***** Supplied data

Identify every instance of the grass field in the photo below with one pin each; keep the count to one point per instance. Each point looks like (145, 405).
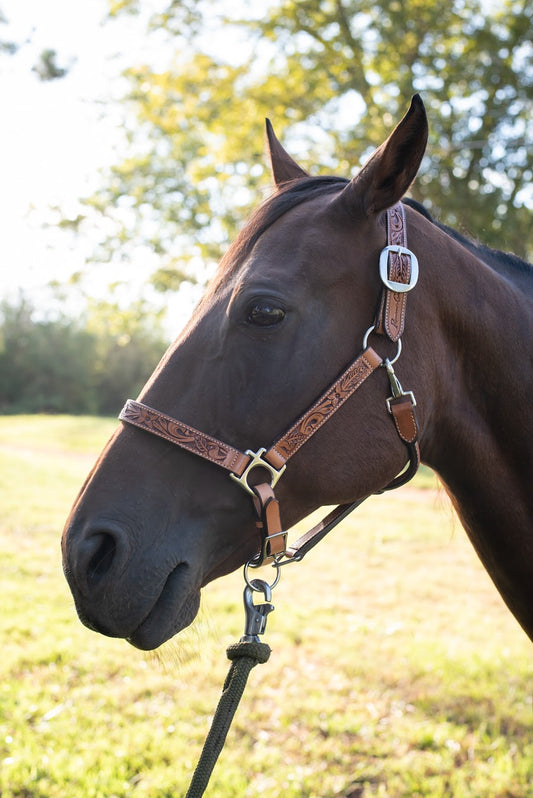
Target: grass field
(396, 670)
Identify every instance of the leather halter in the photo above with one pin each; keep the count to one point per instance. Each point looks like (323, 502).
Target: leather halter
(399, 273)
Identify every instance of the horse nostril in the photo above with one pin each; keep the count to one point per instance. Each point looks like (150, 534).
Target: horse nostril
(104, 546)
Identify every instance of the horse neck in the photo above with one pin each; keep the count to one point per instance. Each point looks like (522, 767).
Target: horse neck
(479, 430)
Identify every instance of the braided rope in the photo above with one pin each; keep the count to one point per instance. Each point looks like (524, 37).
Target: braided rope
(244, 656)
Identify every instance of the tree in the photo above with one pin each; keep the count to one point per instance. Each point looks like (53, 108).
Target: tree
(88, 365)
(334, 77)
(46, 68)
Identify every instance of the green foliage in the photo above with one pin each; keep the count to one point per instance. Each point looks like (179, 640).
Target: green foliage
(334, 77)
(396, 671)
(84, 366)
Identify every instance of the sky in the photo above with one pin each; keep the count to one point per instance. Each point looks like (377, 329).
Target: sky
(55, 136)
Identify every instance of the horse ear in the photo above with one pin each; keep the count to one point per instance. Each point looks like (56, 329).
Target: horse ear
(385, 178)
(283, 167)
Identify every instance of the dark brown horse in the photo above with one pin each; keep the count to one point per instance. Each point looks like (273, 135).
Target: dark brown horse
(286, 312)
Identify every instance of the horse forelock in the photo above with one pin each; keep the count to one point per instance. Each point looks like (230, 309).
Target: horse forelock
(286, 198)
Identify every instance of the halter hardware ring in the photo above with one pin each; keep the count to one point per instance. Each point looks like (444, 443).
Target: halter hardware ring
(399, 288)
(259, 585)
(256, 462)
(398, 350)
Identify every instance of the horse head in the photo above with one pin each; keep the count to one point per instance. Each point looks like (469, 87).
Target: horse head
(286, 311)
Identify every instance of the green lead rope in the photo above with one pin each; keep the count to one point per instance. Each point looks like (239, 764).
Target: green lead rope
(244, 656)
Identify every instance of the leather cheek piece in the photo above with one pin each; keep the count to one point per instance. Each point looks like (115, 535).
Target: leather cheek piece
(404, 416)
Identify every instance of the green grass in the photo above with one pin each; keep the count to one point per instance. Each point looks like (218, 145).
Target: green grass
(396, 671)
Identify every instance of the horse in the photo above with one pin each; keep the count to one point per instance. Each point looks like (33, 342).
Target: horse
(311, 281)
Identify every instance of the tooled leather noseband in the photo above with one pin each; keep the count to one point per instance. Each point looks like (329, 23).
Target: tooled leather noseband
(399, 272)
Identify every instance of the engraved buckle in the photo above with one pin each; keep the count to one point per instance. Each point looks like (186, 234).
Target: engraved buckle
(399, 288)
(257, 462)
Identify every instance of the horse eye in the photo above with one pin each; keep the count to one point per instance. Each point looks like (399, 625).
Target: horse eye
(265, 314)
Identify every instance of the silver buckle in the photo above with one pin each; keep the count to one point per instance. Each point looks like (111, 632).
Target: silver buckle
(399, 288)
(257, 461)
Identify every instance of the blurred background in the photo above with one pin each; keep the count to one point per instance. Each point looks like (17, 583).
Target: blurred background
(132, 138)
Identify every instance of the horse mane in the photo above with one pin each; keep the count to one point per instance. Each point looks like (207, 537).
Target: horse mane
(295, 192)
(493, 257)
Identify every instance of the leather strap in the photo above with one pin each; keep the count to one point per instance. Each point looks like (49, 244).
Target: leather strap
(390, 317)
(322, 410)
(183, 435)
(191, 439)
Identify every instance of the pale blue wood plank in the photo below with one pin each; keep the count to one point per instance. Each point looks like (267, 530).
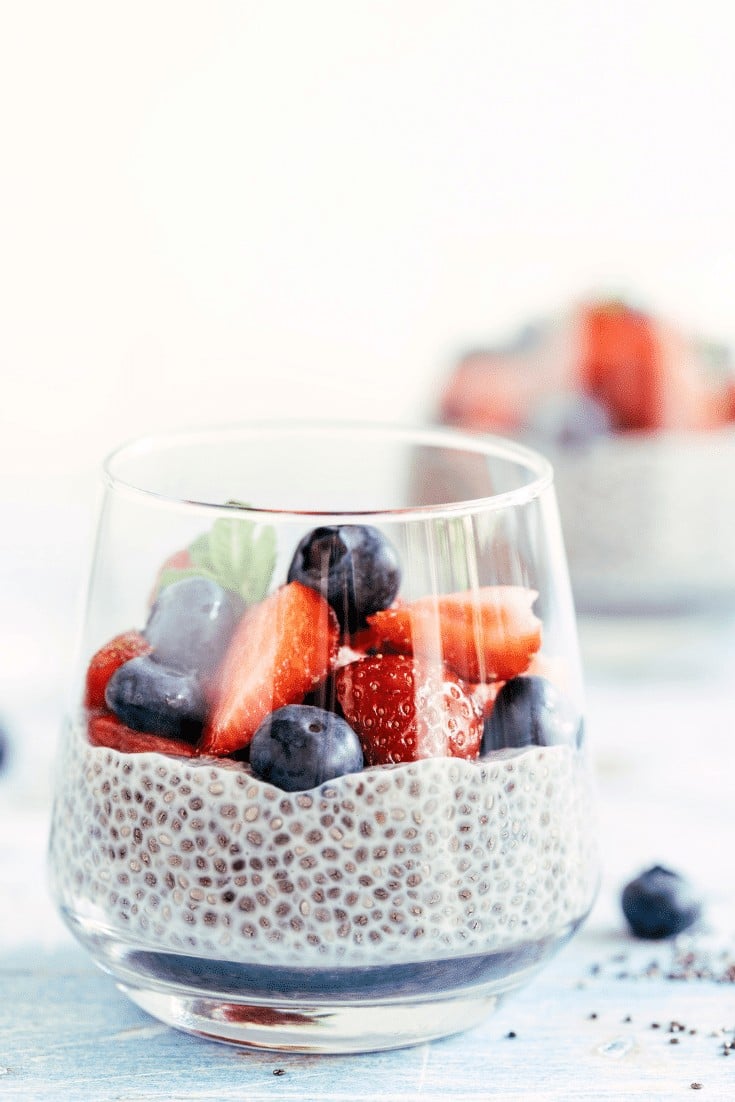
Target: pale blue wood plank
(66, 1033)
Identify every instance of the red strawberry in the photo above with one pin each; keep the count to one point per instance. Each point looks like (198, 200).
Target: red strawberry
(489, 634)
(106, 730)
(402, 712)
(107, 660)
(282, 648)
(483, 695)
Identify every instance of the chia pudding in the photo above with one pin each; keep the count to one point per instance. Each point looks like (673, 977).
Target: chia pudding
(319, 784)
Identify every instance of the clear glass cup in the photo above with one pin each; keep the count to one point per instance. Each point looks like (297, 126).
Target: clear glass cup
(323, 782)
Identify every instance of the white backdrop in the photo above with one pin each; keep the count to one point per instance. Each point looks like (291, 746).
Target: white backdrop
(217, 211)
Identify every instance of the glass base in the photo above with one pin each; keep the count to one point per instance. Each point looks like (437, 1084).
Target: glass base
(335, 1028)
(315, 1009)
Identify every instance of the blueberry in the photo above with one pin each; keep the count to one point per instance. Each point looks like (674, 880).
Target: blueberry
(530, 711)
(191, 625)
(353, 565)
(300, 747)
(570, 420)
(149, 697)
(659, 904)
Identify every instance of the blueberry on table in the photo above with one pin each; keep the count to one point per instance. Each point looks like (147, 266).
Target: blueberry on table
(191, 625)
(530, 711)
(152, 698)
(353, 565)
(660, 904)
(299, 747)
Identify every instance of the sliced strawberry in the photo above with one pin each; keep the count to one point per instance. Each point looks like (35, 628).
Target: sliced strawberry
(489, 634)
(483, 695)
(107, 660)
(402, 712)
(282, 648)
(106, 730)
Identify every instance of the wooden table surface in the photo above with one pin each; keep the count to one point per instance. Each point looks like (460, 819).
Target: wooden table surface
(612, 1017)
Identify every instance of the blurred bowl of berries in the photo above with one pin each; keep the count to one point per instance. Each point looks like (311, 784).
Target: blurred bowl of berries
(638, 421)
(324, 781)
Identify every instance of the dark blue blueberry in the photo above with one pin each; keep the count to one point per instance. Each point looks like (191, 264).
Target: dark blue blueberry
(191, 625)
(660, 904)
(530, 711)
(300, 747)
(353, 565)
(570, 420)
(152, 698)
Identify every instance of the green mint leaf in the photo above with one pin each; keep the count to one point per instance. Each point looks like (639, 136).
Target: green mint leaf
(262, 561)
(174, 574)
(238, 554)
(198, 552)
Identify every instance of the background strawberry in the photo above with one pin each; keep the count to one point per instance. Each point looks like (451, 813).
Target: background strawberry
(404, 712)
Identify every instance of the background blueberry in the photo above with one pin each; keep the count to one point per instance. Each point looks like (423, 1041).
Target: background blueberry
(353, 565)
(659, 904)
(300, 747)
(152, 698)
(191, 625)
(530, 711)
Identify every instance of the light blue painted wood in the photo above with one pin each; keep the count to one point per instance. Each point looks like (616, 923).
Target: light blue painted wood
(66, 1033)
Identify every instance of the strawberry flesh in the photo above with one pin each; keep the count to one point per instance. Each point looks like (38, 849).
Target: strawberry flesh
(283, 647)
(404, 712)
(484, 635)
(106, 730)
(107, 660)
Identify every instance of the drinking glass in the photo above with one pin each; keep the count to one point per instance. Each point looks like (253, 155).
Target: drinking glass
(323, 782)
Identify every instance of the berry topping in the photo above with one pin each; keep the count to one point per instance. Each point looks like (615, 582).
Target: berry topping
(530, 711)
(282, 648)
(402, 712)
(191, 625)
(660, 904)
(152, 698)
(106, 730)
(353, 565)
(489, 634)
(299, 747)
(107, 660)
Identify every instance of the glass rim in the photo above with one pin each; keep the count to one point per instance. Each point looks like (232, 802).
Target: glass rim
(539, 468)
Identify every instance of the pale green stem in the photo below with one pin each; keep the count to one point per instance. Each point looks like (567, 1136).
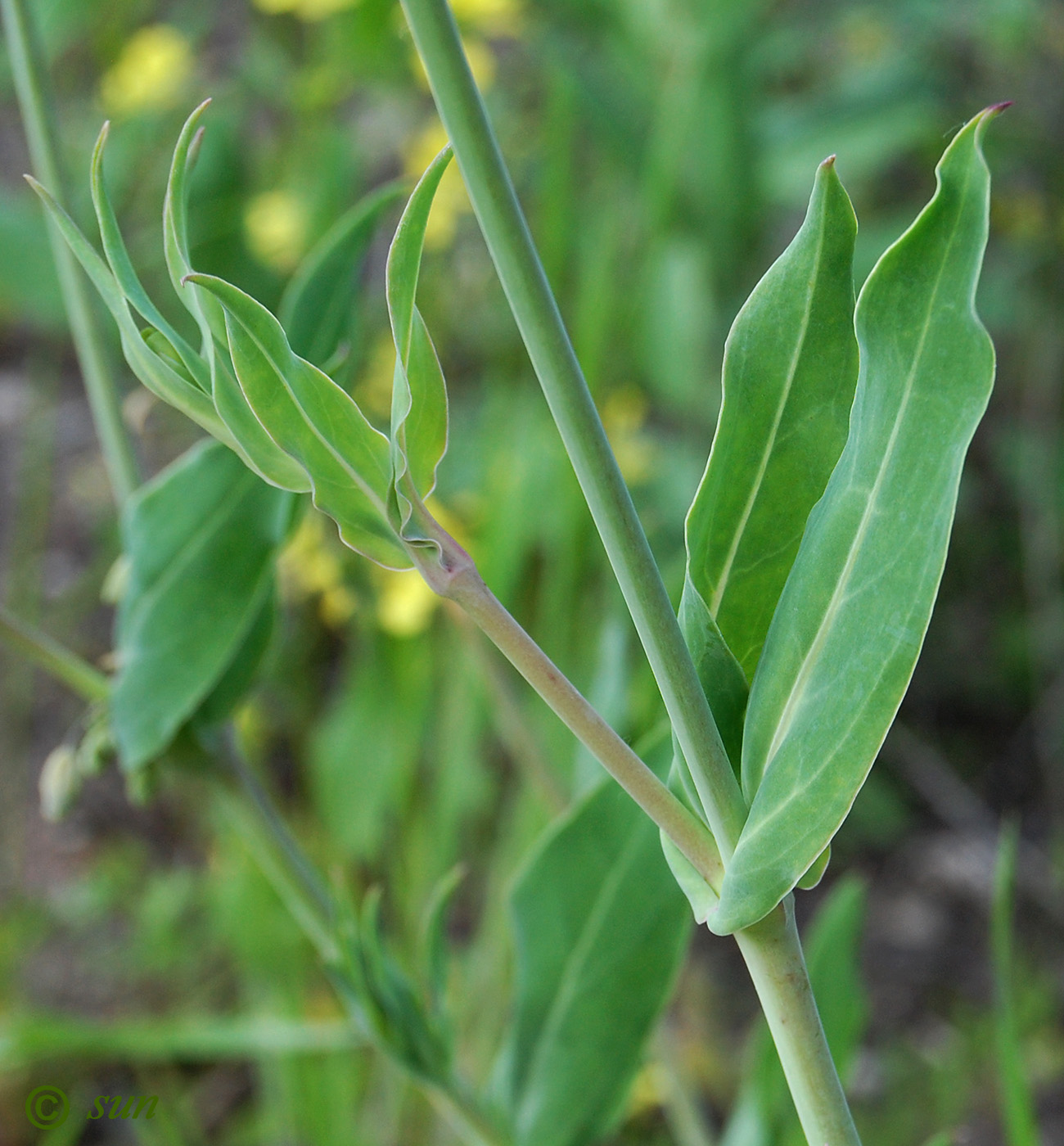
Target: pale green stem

**********

◆ Work item: Your copy of the entries above must be exact and must not include pictures.

◆ Problem solution:
Identify every instance of the grass field in the photo below with one pin each; keep the count to one point per instance. Each point looks like (145, 405).
Target: grass field
(396, 670)
Identify every instance of the leather halter in the photo above with one pin each; keep the count to one point per instance. Each point looks like (323, 502).
Target: leather halter
(399, 273)
Identify every instance of the horse nostril in the photo above with one pin each; keep the count to one point per instance. Each point looks like (150, 534).
Target: horse nostril
(104, 546)
Identify every instance of the horse neck in the photo above with one pin each; keep the count to one point per instance. Each point looks like (522, 767).
Target: horse neck
(479, 430)
Identify every instance of the braided rope in the photo above with one pin each; keep the count to one point per instance. Each point looks like (524, 37).
Target: braided rope
(244, 656)
Identify every instance of the tree in the photo above with one pin each; keep the count to one point per instance. Each point looks like (53, 108).
Target: tree
(88, 365)
(334, 77)
(46, 68)
Identify every instance of the green foliage in the photo above with one pin each; keep the count to one point per instance. Each point looks like (179, 640).
Target: green foliage
(334, 77)
(396, 671)
(84, 366)
Identify every instance of the sky in the photo above with one pin each; keep the count to one point per instance. Each point looks like (377, 329).
Target: sky
(55, 136)
Identify every instance of the horse ear in the photo above with one pin each; keep the count to one point per instance. Each point looks like (56, 329).
Target: horse ear
(385, 178)
(283, 167)
Identify every instance of the dark brown horse in the photo above with one pin each; keep the count to one point per instance. Each point looks like (273, 135).
Target: dark brown horse
(286, 312)
Identify every instance of the horse forelock in the photo above with one pin each; keep the count to one point per instance. Each point looks like (230, 309).
Target: horse forelock
(286, 198)
Identify every instance of the halter hardware ring in the photo above with one pin each; keep the count to one point per instance. Each point looks like (444, 443).
Target: halter hardware ring
(399, 288)
(259, 585)
(256, 462)
(398, 350)
Identify every instance of the horse head in the photo above with one pin each; keep the count to one point per instance. Each point looks like (469, 87).
Target: horse head
(286, 311)
Identify every instance of the green lead rope in the photo above with one pin each; keep the count to one point per instance. Each point looks like (239, 764).
Target: green lead rope
(244, 656)
Identify every instance of the leather cheek piece in the photo above with one pin each; keep the count to one point per instance. Each point looks like (115, 535).
Target: leather cheek piece
(404, 416)
Identify every instance of the green grass in the photo above with one pin each; keep the count to one point per instance. Each point looks like (218, 145).
Target: green grass
(396, 671)
Identify every instance of the horse in the photo above with one pin each; keep the count to one point per instance. Each point looks like (33, 342).
Target: horse
(311, 281)
Identify every instance of the tooled leather noseband in the photo above with one pin each; keep the count to one point per instance. Each point looks like (329, 23).
Target: tooled leather noseband
(399, 272)
Identify every instance of the engraved buckle in the photo above with one pin each; keep the count to one point per instance. Each point looks like (186, 234).
Target: engraved buckle
(399, 288)
(257, 462)
Identify every instance of the horse eye in the photo above with one pin each; keep the count to one point per instance. Each point looks like (399, 625).
Target: horse eye
(265, 314)
Identify every instance of the silver buckle in the photo above with one pin each; keep the count to one point per instance. Each point looks like (111, 632).
Target: silver buckle
(399, 288)
(257, 461)
Identify every instance of the blurred background in the photo above with one pin each; keep the count to one point per instance. Each point looks like (17, 583).
Target: blurred background
(132, 138)
Identify every instance of the horse mane in the photo above with one pin each; keep the count to one point per instance. Each point looks like (207, 537).
Target: horse mane
(295, 192)
(493, 257)
Identify every instance of the leather strap in the photo above with one pin each; keep the count to one point per instance. Each point looks like (49, 244).
Target: leather strap
(390, 317)
(322, 410)
(183, 435)
(191, 439)
Identify every instance of the pale blue wood plank in the photo below with one pin each; keep the count to one point per instance. Each point looks like (267, 530).
Target: pale blue wood plank
(66, 1033)
Identify every instance of the red strawberry in the photo above with one pin each; keep the count to one point per instance. Each point looks like (198, 200).
Target: red strawberry
(489, 634)
(106, 730)
(402, 712)
(107, 660)
(282, 648)
(483, 695)
Identify every instance of the chia pudding in the photo above with one pin each; keep the count to one point per instance. Each point looks like (673, 977).
Target: chia pudding
(319, 784)
Identify every instance of the clear glass cup in the photo above with one pin each; keep the count to one point per instance. Each point looks like (297, 126).
Target: clear glass cup
(323, 782)
Identify every instance of the white backdrop in the photo above with one pin each; keep the count to one point per instance. Each point looks like (291, 746).
Target: white backdrop
(217, 211)
Identify every instance of the glass base in the photo above with one pin each; keep the count to one point per instance. Each point looks like (437, 1084).
Target: glass base
(335, 1028)
(315, 1009)
Identify every instance of the blueberry in the photo above with one pin each; keep the count to one point per instance. Each point looks like (674, 880).
Target: blueberry
(530, 711)
(191, 625)
(353, 565)
(300, 747)
(570, 420)
(149, 697)
(659, 904)
Identify every instance of the blueberry on table in the photo above with one pin each; keep the count to one point per instance. Each point looks like (147, 266).
Target: blueberry on table
(191, 625)
(530, 711)
(152, 698)
(353, 565)
(660, 904)
(299, 747)
Identify every instance of the sliced strawberry in the photo above with one pin each; keep the count to one point per instance. Each point looks like (35, 628).
Target: sliced strawberry
(489, 634)
(483, 695)
(107, 660)
(402, 712)
(282, 648)
(106, 730)
Identify every instance of the wooden table surface in the photo above with one pin each; keep the count to one point per instance. Each point looks like (460, 819).
Target: wooden table surface
(612, 1017)
Identify every instance of the blurred bowl of berries in the photo above with one pin each; keep the count to one point per instance. Each point looks like (311, 784).
Target: blurred bowl of berries
(638, 421)
(324, 781)
Identify every instance of the dark blue blueberry in the photo above with one pin each; keep the count to one point per instance. Each point looks like (191, 264).
Target: dark blue blueberry
(191, 625)
(660, 904)
(530, 711)
(300, 747)
(353, 565)
(570, 420)
(152, 698)
Identify every instance of the green mint leaf in the photo above with one pin each; keep the count to one point per instance. Each point looks like (639, 136).
Target: green mint leaf
(262, 561)
(174, 574)
(238, 554)
(198, 552)
Identify every instance of the background strawberry in the photo above with one pin each; keep the count to one point per instance. Each point looks like (451, 813).
Target: background strawberry
(404, 712)
Identify every instance of the background blueberry in the photo above with one pin each; keep the count to one point per instance. Each point looks like (423, 1041).
Target: background blueberry
(353, 565)
(659, 904)
(300, 747)
(152, 698)
(191, 625)
(530, 711)
Identify every instance of the light blue painted wood in the photo above with one pin each; keep the count to one point per instance. Each point looks like (616, 923).
Target: light blue painted wood
(66, 1033)
Identify every instance of the strawberry flesh in the photo above with one pin each; keep the count to one point per instance. Each point looks like (38, 849).
Target: strawberry flesh
(283, 647)
(404, 712)
(484, 635)
(106, 730)
(107, 660)
Identify every instance of the drinking glass in the photo above with one pin each; keep the count to one point per instance. Each point looks like (253, 155).
Target: drinking glass
(323, 782)
Identify every instance of the berry topping in the photo above with one pin each; keep the count to one point per instance. Each point looks like (615, 582).
Target: berry topping
(530, 711)
(282, 648)
(402, 712)
(191, 625)
(660, 904)
(152, 698)
(106, 730)
(353, 565)
(489, 634)
(299, 747)
(107, 660)
Identify every instance of the glass rim in the photo above with one pin each; keep the count to one point per instance. Each point looks like (232, 802).
Target: glass rim
(539, 468)
Identify every instance of the pale green stem in the photo below with one pin each; keep the count to one point per instance. Each point looks like (567, 1136).
Target: pale green stem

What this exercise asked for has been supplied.